You started by disagreeing with kazinator's objection to typed strings, and for several posts after that you explicitly defended the concept of typed strings. Now you are trying to rewrite the discussion as if it were about the internal representation of strings, which it has never been.


>You started by disagreeing with kazinator's objection to typed strings,

You misunderstood our subthread. Kazinator was talking about "fat" strings. I was pointing out that there can be "string types" that helps detect defects. We had 2 different ideas of "string types". I can't say we disagreed insomuch as clarified what each of us was talking about.

I also don't care for your accusatory tone as if I'm deceiving people. My examples of string types has been consistent from the very beginning. I was never talking about NSURL/UrlString but you did. I simply didn't pick up on that divergence which was huge.

Also, an internal memory representation has ramifications on external semantics. That's not a rewrite. That's been my point all along (see my earlier clipboard example). A sequence of of bytes on disk, or network port, or memory always requires correct semantics to process.


Kazinator has the last word on what he meant, but his original post, which is short, clear, and to-the-point, contains no such qualifications.


He qualified it with the Alan Perlis epigram:

"The string is a stark data structure and everywhere it is passed there is much duplication of process. It is a perfect vehicle for hiding information."

My "string type" examples to help uncover defects in parsing & yanking were not relevant to Alan Perlis criticisms. The "hiding information" of strings is an orthogonal issue.


Given that Kazinator's post is in reply to one that specifically gives NSString vs. NSURL as an example, and you were making a point that you say does not apply to that example, then the onus was on you to make it clear that you were going off on a tangent.

(Entries from a pointing dataset)
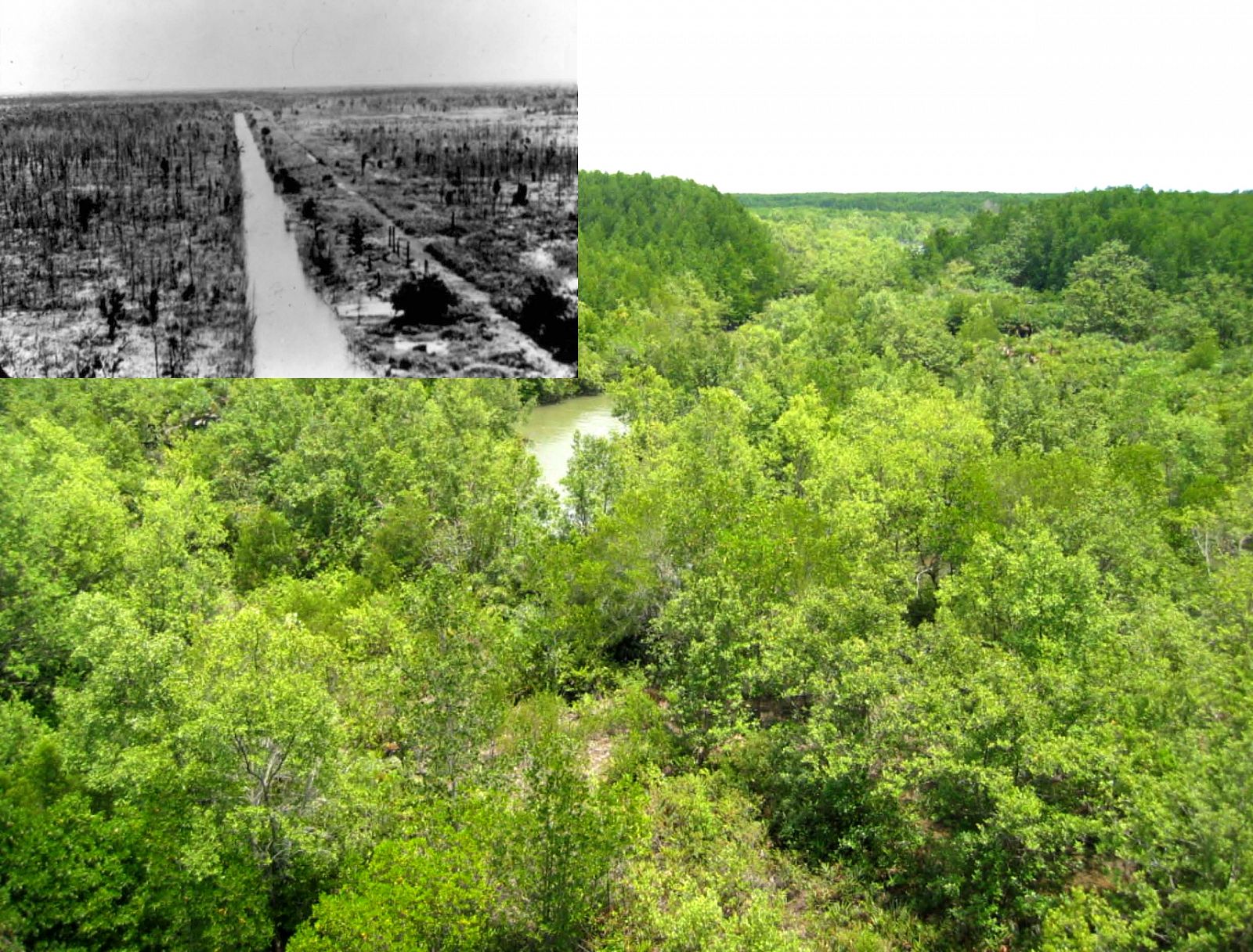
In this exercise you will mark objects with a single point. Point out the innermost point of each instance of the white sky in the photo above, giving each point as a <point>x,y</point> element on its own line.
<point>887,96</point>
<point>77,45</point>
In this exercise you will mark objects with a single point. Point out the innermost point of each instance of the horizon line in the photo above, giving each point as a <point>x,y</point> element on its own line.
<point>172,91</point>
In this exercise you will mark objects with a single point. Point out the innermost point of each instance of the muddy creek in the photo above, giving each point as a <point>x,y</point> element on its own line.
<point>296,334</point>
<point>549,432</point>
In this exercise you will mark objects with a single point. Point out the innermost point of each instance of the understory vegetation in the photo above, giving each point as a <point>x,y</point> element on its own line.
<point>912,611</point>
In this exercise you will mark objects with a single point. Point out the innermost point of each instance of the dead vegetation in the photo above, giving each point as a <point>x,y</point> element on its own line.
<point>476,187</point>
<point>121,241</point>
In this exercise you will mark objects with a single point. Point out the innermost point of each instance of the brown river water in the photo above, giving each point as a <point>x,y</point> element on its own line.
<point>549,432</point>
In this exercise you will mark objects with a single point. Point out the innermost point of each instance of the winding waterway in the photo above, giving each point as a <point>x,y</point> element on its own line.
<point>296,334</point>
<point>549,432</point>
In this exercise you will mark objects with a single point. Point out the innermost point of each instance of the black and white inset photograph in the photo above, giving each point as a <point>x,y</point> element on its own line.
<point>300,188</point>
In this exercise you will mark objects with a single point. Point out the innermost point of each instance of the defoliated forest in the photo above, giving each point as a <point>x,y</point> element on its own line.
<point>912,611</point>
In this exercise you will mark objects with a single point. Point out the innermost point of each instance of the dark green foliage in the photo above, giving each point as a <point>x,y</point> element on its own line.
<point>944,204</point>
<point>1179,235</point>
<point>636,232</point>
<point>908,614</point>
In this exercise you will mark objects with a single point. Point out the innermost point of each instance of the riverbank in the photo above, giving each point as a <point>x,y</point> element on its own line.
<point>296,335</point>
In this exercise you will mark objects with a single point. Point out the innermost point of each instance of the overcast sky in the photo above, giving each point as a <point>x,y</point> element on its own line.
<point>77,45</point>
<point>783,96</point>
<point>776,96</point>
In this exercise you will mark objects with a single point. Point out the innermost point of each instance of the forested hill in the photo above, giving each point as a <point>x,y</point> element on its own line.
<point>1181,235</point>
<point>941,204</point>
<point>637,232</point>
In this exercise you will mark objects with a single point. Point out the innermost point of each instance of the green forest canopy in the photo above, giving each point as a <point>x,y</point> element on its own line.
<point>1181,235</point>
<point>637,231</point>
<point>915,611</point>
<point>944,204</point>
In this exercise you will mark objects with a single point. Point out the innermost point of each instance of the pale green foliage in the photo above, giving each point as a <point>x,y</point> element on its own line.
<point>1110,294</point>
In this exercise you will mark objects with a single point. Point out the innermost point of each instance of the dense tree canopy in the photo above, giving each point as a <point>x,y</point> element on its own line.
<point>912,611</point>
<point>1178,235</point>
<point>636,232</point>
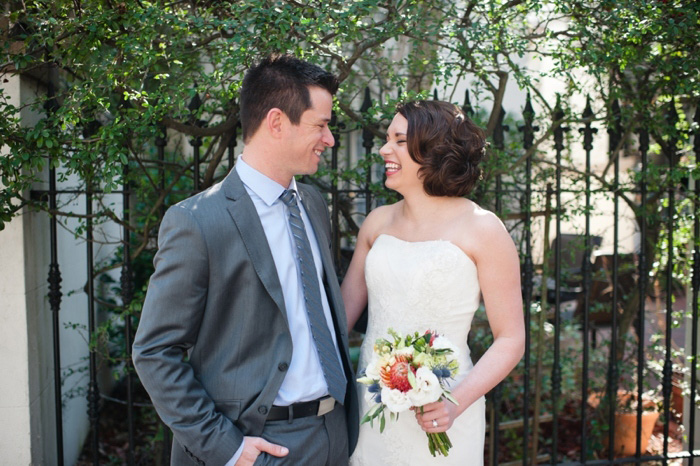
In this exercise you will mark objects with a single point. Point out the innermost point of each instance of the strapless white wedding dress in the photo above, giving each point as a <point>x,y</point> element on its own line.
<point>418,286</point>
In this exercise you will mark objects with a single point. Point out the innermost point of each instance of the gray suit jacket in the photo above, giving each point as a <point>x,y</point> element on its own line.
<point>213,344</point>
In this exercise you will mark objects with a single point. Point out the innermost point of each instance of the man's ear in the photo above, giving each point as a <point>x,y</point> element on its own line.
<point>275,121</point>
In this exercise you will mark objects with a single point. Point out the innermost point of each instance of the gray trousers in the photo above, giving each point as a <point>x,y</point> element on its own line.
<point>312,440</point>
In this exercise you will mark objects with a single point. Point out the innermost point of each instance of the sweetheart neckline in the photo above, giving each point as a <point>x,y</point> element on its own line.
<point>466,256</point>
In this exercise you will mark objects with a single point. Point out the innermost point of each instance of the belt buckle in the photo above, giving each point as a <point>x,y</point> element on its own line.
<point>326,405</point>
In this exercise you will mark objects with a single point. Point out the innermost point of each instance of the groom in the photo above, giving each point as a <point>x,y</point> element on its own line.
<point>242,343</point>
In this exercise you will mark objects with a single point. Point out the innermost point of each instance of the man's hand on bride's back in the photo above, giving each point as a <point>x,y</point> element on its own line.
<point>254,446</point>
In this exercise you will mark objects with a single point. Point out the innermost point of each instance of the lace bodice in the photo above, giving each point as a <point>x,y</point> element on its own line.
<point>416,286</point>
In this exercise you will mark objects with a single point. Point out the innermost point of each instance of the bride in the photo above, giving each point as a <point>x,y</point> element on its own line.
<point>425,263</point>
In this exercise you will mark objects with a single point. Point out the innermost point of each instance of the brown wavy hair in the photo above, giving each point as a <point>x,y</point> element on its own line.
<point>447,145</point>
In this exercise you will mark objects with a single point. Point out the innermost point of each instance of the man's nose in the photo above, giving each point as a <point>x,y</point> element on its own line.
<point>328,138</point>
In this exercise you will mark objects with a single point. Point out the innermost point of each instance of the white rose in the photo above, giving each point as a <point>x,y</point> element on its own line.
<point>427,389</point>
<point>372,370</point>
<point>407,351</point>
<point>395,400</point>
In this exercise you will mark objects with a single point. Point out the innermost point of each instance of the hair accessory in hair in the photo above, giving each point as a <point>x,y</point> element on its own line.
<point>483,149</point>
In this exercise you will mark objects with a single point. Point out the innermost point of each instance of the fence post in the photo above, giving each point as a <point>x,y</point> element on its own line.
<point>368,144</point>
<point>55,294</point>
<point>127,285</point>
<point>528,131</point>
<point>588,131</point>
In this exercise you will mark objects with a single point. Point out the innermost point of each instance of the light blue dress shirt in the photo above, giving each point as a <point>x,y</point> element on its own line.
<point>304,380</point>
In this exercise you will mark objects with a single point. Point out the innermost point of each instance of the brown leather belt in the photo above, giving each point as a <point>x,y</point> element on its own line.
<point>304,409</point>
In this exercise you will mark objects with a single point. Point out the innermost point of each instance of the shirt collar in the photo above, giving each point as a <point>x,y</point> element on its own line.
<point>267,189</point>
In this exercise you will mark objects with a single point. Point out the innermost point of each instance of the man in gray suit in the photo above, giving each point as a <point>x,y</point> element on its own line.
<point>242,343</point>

• [GIVEN TASK 1]
In the forum thread on typed strings, what example does the post that Kazinator replied to specifically give?
• [GIVEN TASK 2]
Write the next part of the forum thread on typed strings, picking up after its last sentence.

• [TASK RESPONSE 1]
NSString vs. NSURL.

• [TASK RESPONSE 2]
>My "string type" examples to help uncover defects in parsing & yanking were not relevant to Alan Perlis criticisms.

Did you mean to write that Alan Perlis' criticisms were not relevant to your examples? Anyway, this should perhaps have brought it to your attention that you were going off on a tangent, given that Kazinator chose to qualify his point with this quote.


Yes, kazinator replied to a post that happened to have NSURL but he made a very generalized sounding piece of advice: "Typing strings to solve bugs is the epitome of an anti-pattern."

It is not unreasonable to interpret that sentence as some kind of "universal" advice. If he meant it in specific circumstances, he might have said, "solve that kind of bug" instead of "solve bugs". (It's not even clear if kazinator felt that NSURL is a bad example of string-but-not-really-a-string. NSURL is an object with well-defined structure and not a pure string. It therefore doesn't fit the criticism of the Alan Perlis epigram)

If I went off on a tangent, then I felt the door was opened by kazinator's (seemingly) universal statement which expanded the scope of discussion. Whether kazinator meant it universally is irrelevant because that's how I read it and that point in time is long gone. All my subsequent replies flowed from that (mis)interpretation. In any case, writing universal replies to posts with specific examples is not uncommon on HN or any forum for that matter. It's typical ebb & flow of discussions.

Lastly, I looked at your history of posts and you're just a generally argumentative type of communicator. The mods have asked people to read posts with a charitable interpretation but you don't seem to follow that spirit. I'm fine with debate but I'll ignore your posts with needless hostility. Regards,


I have to admit that there is some truth there, and I apologize for implying that you were deliberately misrepresenting the issues under discussion. I wasn't giving much thought to your arguments because they seemed to be fundamentally missing the point, and you were probably thinking the same thing.

As it happens, I was considering the general case, and the examples of URLs and SQL came from Mike Ash's article, where he was considering the interpretation of text as information. My interpretation of cballard's post is that he regards an URL to be primarily a string, and therefore that an NSURL is, in some way, a typed string. I didn't think it was a good example, but as I was making a general point, I did not see that as mattering - I could make my point with Mike Ash's general examples instead.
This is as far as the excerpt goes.